▶ Source records:
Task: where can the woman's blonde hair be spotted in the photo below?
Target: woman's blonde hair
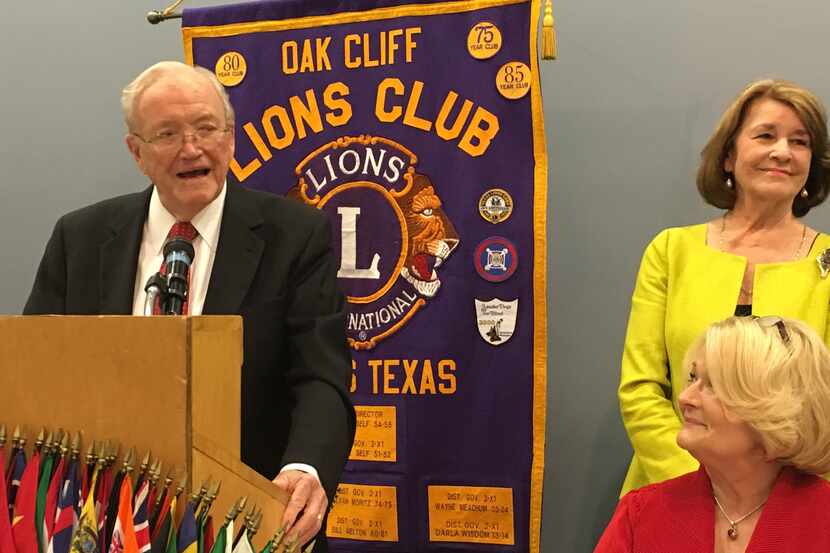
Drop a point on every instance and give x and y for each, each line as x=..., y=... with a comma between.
x=774, y=374
x=711, y=175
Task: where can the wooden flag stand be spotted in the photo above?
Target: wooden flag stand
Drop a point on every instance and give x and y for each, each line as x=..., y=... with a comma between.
x=170, y=385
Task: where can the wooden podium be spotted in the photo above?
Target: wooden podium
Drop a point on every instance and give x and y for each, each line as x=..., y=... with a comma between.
x=170, y=385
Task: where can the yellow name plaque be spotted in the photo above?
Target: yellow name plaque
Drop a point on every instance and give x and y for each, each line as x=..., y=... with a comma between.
x=471, y=514
x=376, y=435
x=368, y=513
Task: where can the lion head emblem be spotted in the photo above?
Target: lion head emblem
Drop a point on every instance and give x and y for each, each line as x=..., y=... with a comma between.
x=432, y=237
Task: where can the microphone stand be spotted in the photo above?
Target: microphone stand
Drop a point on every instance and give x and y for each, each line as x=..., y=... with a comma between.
x=156, y=287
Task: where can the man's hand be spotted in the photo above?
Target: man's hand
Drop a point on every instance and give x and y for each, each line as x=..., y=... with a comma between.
x=306, y=508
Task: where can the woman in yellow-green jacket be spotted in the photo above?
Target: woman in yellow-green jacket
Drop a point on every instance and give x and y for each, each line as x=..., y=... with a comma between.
x=767, y=165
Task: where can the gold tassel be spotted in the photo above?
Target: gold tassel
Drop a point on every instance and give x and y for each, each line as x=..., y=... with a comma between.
x=548, y=33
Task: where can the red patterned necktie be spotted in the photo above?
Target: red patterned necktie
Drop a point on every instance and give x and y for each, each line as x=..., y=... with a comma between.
x=181, y=229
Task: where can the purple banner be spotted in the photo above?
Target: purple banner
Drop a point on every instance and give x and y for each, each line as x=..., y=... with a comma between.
x=418, y=129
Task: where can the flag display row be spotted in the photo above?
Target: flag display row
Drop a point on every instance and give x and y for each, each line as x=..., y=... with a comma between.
x=54, y=500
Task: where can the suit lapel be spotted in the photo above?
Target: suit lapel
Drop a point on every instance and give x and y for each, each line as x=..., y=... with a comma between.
x=237, y=254
x=119, y=254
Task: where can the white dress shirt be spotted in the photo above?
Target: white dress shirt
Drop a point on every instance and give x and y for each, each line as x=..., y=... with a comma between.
x=150, y=256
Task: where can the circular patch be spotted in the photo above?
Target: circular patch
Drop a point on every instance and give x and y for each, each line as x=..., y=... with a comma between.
x=496, y=259
x=495, y=205
x=231, y=68
x=513, y=80
x=484, y=40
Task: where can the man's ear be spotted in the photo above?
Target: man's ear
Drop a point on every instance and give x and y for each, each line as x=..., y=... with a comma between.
x=135, y=150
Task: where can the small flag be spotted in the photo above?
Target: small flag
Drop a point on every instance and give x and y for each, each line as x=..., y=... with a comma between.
x=18, y=465
x=244, y=544
x=207, y=534
x=51, y=505
x=186, y=542
x=85, y=539
x=40, y=501
x=66, y=518
x=110, y=513
x=142, y=526
x=6, y=539
x=123, y=535
x=171, y=542
x=23, y=521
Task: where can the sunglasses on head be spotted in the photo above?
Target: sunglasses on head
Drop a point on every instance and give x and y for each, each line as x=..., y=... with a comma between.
x=775, y=321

▶ Task requirements:
Switch every "blonde" to "fair" in the rows starting at the first one and ending at the line containing "x=711, y=175", keeping everything else the same. Give back only those lines, without the picture.

▶ Reply to the exercise:
Task: where can the woman's fair hair be spotted in the photo below?
Target: woman's fair hair
Drop a point on every instance and give x and y for each, each line as x=..., y=... with a comma between.
x=774, y=374
x=711, y=175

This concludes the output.